Extend the news report about the state investigation into Parkland Memorial Hospital, picking up right after its last sentence.

(Document excerpt Opens)

Texas regulators have launched an investigation into new allegations that a beleaguered public hospital in Dallas fired a social worker after she filed a complaint that her superiors had asked her to violate safety rules.
The investigation by the Department of State Health Services accompanies a lawsuit by former Parkland Memorial Hospital social worker Sandra Palmer, who has accused her supervisors of asking her to transcribe medication vouchers, discuss pharmaceuticals with patients and “medication options with doctors,” the Dallas Morning News reported.
The probe is the latest in a string of problems the hospital has faced in recent years. It comes on the heels of a report by federally mandated safety monitors who said in February that unsupervised doctors in residency training were performing invasive procedures, and sometimes doing so incorrectly. Monitors also said at least one death had occurred when a nurse injected a patient with a narcotic without receiving an order to do so from a doctor. The hospital has also been cited repeatedly for allowing caregivers to exceed their authority.
Parkland is currently conducting an overhaul ordered by federal regulators. Should the hospital fail to carry through, it could be forced to close.

(Document excerpt Closes)
(Available data Opens)

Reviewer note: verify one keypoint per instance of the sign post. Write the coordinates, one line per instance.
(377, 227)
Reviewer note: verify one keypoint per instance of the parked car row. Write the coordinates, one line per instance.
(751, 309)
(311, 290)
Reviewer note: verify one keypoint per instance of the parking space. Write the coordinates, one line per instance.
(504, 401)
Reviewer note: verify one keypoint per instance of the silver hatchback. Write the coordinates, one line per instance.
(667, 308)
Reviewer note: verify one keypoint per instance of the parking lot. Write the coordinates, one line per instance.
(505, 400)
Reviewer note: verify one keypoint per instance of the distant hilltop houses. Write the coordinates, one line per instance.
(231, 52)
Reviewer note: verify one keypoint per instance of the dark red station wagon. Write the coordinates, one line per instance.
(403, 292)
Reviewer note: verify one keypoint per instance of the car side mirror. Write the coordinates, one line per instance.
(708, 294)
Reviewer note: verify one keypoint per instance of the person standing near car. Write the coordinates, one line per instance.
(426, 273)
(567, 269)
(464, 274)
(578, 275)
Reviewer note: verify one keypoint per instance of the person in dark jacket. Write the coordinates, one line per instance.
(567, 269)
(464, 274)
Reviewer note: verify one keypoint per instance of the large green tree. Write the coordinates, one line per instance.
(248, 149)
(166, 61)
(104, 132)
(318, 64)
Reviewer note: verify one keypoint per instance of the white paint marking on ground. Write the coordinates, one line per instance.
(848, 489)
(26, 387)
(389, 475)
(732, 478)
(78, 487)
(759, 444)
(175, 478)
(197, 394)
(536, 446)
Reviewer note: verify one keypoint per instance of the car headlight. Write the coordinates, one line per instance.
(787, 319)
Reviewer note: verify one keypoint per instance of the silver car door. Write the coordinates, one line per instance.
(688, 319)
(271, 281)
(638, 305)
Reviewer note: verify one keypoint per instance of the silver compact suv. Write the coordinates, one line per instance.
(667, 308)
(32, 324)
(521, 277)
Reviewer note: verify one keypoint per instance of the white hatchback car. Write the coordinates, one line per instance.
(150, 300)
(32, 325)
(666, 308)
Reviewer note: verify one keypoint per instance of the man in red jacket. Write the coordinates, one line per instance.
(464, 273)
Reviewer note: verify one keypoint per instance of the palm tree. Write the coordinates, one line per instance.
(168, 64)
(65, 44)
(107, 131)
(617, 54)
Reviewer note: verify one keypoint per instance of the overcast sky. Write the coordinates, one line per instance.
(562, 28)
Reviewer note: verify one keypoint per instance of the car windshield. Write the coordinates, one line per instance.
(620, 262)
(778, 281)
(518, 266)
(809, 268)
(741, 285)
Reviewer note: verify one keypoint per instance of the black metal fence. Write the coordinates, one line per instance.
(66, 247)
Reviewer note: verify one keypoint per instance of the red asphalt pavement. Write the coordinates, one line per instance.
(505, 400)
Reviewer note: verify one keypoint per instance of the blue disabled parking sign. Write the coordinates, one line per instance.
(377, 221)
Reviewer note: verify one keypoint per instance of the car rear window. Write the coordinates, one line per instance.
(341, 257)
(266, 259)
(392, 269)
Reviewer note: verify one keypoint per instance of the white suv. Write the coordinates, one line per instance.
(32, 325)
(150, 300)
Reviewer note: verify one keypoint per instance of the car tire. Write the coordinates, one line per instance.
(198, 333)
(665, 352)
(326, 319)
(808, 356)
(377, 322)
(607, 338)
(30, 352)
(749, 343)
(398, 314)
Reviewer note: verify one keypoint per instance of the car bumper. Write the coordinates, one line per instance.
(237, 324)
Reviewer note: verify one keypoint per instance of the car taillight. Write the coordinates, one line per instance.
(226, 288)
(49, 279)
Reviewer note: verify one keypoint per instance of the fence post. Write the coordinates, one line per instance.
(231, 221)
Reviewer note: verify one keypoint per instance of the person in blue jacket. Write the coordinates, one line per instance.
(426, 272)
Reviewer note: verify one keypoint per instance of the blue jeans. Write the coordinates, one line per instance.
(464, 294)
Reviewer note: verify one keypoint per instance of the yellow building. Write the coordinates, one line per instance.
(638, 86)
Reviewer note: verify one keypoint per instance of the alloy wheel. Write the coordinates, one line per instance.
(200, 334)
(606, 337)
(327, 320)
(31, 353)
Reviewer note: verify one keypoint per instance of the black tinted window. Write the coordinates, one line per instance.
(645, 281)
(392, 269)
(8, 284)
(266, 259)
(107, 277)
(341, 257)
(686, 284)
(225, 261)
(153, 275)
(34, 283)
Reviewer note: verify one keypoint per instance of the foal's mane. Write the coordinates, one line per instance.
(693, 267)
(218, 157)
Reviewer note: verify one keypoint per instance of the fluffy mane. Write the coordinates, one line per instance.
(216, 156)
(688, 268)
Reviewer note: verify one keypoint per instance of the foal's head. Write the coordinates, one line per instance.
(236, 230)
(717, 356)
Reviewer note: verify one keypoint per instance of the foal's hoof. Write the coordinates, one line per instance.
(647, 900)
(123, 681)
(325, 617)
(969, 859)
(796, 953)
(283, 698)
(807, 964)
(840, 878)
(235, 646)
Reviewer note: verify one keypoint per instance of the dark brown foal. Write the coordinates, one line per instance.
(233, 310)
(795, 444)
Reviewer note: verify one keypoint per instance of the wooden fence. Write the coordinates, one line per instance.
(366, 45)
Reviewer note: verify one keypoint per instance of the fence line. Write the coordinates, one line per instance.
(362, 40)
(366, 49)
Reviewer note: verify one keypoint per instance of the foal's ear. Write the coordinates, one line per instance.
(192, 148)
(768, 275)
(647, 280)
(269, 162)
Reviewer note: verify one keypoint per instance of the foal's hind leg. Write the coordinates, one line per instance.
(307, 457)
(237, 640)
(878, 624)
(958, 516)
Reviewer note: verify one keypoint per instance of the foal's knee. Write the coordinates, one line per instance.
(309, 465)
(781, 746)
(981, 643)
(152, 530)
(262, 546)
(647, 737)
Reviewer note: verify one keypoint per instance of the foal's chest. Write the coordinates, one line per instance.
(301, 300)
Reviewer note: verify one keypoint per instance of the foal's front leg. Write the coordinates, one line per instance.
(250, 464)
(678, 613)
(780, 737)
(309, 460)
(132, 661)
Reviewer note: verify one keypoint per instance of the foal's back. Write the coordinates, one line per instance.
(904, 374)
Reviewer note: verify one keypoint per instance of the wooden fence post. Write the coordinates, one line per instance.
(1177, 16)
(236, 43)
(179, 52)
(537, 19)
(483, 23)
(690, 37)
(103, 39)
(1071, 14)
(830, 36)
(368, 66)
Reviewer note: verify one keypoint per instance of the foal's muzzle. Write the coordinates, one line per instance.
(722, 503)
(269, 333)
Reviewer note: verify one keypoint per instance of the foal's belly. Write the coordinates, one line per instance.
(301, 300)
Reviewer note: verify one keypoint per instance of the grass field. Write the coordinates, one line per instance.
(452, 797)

(Available data Closes)

- Exercise answer
In her lawsuit, Palmer said she questioned her supervisors about whether she was authorized to discuss medication or transcribe pharmaceutical vouchers.
Parkland officials declined to discuss the case or the pending litigation. Spokeswoman Candace White issued a statement that the hospital has “confidence in the justice system” and expects the court “will arrive at the right result.”
Department of State Health Services spokeswoman Christine Mann said social workers are not supposed to do the things described by Palmer.
“It’s never appropriate for a social worker to transcribe medication vouchers or to make recommendations regarding medication options or dosages,” Mann told the Dallas Morning News. “It is not within the scope of practice.”
Palmer said in her suit that she complained in writing to the hospital’s interim chief executive on Dec. 20 about the orders she had received. Dr. Thomas Royer instructed her not to engage in any activities that could endanger patients’ lives. But later, after meeting with four managers, she said she was “directed to continue transcribing prescription vouchers.”
The following day, Palmer said she filed complaints with state regulators and an accreditation agency. According to the lawsuit, Palmer was fired after she took this action, a violation of state law that prohibits retaliation against “a public employee who in good faith reports a violation of the law.”
At least two other Parkland employees have sued the hospital in recent months. It has also been sued for alleged misconduct related to the death of a Dallas County jail inmate.